• [What to produce]:
Starting with the line containing "Detect the pink" and going on through the last line of the records below, write those lines out again with "bell-shaped" swapped for "cup-shaped" and nothing else changed.

• [Available records]:
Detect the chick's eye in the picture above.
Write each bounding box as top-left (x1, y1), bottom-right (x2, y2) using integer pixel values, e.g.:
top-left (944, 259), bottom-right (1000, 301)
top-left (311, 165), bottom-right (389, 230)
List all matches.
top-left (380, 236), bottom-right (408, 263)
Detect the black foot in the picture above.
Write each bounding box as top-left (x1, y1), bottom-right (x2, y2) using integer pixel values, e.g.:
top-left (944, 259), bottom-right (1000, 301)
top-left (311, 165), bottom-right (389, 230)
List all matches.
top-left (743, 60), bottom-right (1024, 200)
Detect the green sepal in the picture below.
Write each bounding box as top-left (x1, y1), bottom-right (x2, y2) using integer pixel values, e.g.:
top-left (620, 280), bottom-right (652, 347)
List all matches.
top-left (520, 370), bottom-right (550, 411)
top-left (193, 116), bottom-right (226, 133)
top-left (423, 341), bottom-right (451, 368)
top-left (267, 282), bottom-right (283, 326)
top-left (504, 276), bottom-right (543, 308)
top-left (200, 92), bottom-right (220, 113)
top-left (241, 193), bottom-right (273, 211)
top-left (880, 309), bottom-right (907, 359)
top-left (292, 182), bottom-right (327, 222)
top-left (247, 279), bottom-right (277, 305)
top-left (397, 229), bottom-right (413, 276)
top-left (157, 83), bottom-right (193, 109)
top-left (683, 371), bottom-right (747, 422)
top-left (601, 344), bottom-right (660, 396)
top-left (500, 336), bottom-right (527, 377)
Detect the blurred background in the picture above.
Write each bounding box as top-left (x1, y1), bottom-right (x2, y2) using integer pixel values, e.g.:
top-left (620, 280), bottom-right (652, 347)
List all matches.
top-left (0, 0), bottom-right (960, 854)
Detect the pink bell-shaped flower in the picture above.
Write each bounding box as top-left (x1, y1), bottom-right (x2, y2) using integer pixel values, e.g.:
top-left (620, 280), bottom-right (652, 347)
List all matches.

• [Task answer]:
Detect the pink cup-shaped flower in the picture above.
Write each bounding box as top-left (x1, y1), bottom-right (x2, y2) using integer pixel values, e.g.:
top-left (620, 280), bottom-right (652, 347)
List all matches.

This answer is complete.